--- Текст для чтения ---
※ ※ ※

Путь один- в глубь себя
Шрифт:
Именно по этой причине Фрейд и его последователи, которые зашли дальше всех в исследованиях человеческого сознания, считают своей основной задачей восстановление у своих пациентов утраченных воспоминаний детства. Весь психоанализ сводится к восстановлению детских воспоминаний. «Чем бы вы сегодня ни болели, — говорят они, — корни болезни спрятаны в вашем детстве, она не исчезнет, пока не обнаружена причина». Все, что мы подавляли в детские годы, будет всю жизнь тенью следовать за нами, влияя на нашу личность и отражаясь во всех поступках. В шестьдесят лет ты можешь лишиться рассудка; но семя, из которого выросло твое умопомешательство, возможно, посеяно в первые четыре года твоей жизни. С годами это семя становится деревом, но корнями оно уходит в детство. Если мы доберемся до корней и отрежем их, погибнет все дерево. Отсюда такой пристальный интерес психоанализа к детству.
Бессознательное
Самой могущественной силой является секс; поэтому он вызывает наибольшее сопротивление общества. Общество стремится к полному подавлению секса, ведь если подавить сексуальные порывы индивида, он становится рабом общества. Посмотри на вола и сравни его с быком. Вол кастрирован, а сексуальность быка осталась при нем. Кажется, что эти животные даже не принадлежат к одному виду. Достоинство, плавность движений, сила быка делают его совершенно непохожим на вола. Вол лишен жизненных сил, в нем нет страсти, но если нам понадобится животное, которое тянуло бы телегу, то вол как раз подойдет; бык — такой сильный, что его нельзя удержать в упряжке. Никогда не знаешь, куда он направится. Он потащит телегу, куда ему вздумается, по ямам, через канавы, по буграм и колдобинам. Ни одна телега этого не выдержит. А со слабым, ручным волом все совсем иначе.
Ребенок рождается быком; общество превращает его в одомашненного вола, ведь только так можно усмирить, приручить его силу, одеть на него ярмо; только после этого его можно будет использовать. Оттого, что дикое животное мы превратили в домашнее, жизни недостает красок, изящества и величия. А мы так долго этим занимались, что больше не ведаем — мы себе даже не представляем, — что же мы творим.
Общество боится: что натворит новое поколение, если каждому ребенку дать полную свободу в сексуальной сфере? Станут ли они тянуть воз общественных забот? Есть опасения, что не станут. Будет ли у них желание стать школьными учителями? Есть опасения, что нет. Будут ли они работать клерками, всю жизнь просиживая в офисе? Есть опасения, что нет. И главное, сможет ли институт семьи выстоять под ударами сильной, выпущенной на волю сексуальной страсти? Мужа охватит испуг: а будет ли жена обо мне заботиться? При мысли о такой неуемной энергии возникает страх. Все погрузится в хаос, и, как следствие, наступит полная анархия.
Общественный страх перед энергией засел очень глубоко; отсюда и потребность сделать ребенка слабым. Но эта слабость лишь поверхностная, так в погасшем костре тлеют и мерцают угли, согревая золу своим жаром. Верхний слой твоей личности напоминает пепел. Вот почему ты такой замученный, жалкий, блеклый и пришибленный, ведь нельзя стать радостным и счастливым, если в тебе нет энергии.

※ ※ ※

--- Предоставленные строки ---
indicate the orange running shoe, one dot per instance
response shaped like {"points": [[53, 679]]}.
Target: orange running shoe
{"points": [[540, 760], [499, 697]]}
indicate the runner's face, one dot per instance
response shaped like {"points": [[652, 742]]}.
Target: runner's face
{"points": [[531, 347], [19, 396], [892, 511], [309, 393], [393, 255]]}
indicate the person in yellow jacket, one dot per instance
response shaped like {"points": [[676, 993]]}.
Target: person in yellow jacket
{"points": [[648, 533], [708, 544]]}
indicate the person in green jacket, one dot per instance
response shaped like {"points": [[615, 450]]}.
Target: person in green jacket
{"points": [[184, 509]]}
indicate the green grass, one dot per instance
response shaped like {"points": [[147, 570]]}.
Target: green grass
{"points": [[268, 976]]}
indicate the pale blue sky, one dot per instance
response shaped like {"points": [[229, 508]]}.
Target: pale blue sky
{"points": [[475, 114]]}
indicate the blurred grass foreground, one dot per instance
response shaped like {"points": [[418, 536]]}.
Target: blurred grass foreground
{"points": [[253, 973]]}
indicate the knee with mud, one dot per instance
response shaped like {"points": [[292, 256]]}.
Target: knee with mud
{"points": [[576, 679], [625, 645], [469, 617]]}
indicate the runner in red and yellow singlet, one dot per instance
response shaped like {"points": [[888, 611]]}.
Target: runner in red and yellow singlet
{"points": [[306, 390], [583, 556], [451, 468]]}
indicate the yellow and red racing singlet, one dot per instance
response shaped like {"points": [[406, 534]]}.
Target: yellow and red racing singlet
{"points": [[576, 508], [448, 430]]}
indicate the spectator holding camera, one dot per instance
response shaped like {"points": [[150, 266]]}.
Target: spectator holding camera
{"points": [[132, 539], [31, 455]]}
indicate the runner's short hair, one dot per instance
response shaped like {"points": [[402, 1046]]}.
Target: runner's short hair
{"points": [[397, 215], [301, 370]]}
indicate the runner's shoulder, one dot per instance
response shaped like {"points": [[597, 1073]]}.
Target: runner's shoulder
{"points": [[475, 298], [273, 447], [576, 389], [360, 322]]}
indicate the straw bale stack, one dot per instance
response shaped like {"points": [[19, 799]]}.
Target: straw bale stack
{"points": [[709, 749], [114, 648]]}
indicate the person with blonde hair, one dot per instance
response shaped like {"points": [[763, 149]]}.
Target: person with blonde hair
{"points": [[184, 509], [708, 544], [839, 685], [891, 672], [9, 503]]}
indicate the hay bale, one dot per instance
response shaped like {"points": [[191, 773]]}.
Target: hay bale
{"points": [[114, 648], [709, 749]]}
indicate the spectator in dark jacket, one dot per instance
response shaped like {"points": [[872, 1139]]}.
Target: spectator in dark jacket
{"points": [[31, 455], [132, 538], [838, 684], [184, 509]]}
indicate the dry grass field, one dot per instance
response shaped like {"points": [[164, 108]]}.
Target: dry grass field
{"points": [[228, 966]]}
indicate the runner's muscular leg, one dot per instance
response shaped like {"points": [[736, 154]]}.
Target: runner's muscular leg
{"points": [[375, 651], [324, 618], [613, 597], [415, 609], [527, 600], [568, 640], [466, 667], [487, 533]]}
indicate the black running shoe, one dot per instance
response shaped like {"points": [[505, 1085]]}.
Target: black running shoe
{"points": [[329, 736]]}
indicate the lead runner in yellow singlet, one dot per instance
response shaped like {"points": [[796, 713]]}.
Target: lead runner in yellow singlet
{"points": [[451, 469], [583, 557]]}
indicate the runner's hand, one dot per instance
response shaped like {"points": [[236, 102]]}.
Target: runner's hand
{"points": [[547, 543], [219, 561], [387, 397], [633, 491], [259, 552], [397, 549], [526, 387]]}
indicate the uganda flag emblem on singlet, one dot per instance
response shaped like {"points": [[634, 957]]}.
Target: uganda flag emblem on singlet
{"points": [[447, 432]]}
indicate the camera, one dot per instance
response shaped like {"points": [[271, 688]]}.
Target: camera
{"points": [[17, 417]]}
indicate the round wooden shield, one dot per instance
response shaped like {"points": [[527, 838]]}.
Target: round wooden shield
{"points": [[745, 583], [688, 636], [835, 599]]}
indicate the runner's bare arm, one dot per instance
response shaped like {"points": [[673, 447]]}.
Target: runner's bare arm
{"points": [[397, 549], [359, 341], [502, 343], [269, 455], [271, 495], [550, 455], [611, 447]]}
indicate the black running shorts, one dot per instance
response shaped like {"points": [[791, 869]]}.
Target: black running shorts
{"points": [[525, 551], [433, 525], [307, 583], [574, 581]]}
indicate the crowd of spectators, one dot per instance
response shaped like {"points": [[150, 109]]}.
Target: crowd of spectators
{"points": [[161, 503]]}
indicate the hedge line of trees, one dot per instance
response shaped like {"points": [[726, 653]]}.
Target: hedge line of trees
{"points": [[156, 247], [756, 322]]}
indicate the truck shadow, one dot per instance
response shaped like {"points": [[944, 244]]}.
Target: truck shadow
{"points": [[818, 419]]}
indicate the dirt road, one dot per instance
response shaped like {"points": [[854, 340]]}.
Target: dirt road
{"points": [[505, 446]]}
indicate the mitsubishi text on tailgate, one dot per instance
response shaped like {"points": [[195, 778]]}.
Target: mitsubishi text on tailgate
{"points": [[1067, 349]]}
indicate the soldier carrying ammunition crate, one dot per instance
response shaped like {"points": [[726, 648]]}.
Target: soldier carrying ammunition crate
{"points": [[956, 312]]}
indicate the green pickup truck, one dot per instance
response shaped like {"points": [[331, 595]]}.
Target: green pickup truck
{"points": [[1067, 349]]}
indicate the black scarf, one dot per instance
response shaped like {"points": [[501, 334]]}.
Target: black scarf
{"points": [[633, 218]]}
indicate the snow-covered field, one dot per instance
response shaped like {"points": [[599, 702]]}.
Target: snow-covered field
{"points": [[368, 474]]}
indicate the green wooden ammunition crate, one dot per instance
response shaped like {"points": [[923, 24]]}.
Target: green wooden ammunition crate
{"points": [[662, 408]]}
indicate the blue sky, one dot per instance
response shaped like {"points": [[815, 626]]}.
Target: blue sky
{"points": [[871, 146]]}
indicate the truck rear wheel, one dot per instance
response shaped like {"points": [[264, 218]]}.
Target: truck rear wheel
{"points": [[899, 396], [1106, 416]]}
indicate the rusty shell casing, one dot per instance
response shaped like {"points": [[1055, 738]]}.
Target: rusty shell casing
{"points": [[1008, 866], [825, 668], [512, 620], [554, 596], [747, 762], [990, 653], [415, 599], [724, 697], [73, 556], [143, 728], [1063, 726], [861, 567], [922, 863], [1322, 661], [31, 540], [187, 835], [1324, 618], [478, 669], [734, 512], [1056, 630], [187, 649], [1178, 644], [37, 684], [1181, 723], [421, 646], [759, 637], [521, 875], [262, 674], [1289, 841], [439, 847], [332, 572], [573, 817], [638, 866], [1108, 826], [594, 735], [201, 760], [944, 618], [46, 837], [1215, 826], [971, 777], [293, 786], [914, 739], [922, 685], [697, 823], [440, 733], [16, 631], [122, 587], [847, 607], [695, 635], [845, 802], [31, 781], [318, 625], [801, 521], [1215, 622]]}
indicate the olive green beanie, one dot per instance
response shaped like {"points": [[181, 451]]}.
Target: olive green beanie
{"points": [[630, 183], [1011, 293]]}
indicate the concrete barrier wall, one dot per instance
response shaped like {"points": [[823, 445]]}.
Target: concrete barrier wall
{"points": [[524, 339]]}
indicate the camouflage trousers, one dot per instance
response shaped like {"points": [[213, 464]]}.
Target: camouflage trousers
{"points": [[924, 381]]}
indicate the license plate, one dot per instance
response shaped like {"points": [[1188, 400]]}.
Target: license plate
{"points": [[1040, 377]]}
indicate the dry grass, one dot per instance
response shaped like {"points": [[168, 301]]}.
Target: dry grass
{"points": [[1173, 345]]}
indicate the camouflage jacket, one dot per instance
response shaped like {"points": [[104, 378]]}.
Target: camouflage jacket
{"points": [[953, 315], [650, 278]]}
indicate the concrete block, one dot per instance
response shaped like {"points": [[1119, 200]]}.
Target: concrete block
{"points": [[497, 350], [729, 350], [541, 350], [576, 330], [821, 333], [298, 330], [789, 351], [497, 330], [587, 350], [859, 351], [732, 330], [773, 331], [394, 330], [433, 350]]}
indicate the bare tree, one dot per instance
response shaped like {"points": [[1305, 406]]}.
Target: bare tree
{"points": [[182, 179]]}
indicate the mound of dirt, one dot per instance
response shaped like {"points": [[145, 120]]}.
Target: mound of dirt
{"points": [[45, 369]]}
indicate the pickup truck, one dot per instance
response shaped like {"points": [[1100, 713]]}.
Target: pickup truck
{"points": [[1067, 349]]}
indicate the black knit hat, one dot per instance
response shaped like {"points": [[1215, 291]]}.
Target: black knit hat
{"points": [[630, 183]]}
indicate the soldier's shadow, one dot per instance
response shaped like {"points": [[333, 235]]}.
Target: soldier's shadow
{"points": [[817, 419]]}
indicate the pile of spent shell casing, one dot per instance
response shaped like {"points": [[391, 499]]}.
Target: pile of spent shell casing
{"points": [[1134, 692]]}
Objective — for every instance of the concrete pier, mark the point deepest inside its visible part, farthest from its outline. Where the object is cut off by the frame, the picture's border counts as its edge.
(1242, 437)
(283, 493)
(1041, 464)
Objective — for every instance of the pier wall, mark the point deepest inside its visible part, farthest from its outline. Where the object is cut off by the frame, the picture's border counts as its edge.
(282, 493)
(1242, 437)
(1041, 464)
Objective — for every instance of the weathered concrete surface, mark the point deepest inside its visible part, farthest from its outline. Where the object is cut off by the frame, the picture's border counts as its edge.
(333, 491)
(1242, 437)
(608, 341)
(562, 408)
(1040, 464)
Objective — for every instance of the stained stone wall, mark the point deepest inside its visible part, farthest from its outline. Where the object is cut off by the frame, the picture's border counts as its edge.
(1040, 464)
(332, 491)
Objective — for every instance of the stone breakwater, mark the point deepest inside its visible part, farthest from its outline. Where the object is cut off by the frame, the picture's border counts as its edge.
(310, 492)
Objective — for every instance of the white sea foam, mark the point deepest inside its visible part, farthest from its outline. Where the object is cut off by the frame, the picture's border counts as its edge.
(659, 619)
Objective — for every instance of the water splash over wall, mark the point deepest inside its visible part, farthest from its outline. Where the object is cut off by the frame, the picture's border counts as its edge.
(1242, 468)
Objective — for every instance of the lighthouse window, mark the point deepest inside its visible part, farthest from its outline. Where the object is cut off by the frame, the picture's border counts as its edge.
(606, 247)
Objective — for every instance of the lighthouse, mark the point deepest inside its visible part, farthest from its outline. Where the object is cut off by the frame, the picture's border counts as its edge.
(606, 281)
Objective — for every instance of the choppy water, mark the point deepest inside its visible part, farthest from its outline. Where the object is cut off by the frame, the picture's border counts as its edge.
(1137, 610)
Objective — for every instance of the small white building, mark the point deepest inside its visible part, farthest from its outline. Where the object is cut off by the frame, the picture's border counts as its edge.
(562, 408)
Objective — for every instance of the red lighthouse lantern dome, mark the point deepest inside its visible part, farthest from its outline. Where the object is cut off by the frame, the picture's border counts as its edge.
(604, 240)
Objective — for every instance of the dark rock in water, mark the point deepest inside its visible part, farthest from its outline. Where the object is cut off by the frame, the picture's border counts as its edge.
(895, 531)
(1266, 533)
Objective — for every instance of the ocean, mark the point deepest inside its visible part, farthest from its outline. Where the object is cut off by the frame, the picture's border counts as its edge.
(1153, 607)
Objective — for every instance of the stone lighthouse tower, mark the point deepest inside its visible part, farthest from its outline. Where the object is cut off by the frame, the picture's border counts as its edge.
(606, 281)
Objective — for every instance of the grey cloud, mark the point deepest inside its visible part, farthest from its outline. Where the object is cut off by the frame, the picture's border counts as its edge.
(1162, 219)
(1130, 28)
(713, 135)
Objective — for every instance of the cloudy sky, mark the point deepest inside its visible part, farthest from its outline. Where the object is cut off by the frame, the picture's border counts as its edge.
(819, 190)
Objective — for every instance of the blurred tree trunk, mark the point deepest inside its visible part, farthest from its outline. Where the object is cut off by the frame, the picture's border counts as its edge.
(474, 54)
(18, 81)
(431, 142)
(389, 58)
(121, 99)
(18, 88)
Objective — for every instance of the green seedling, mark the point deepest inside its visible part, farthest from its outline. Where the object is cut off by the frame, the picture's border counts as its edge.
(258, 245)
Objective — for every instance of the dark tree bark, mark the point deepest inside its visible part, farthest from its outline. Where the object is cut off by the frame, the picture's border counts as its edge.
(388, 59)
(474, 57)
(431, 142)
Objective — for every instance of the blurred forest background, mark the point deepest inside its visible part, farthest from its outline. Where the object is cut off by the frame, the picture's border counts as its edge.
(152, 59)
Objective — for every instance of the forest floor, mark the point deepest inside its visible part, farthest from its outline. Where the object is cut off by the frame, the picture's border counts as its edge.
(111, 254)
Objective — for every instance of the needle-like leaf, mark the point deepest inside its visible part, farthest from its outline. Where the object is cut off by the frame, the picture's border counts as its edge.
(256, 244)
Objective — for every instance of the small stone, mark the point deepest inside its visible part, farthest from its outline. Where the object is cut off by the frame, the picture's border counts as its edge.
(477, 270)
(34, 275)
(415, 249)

※ ※ ※

--- Описание задания ---
Что, согласно тексту для чтения, Фрейд и его последователи считают своей основной задачей?

--- Ответ ---
Восстановление у своих пациентов утраченных воспоминаний детства.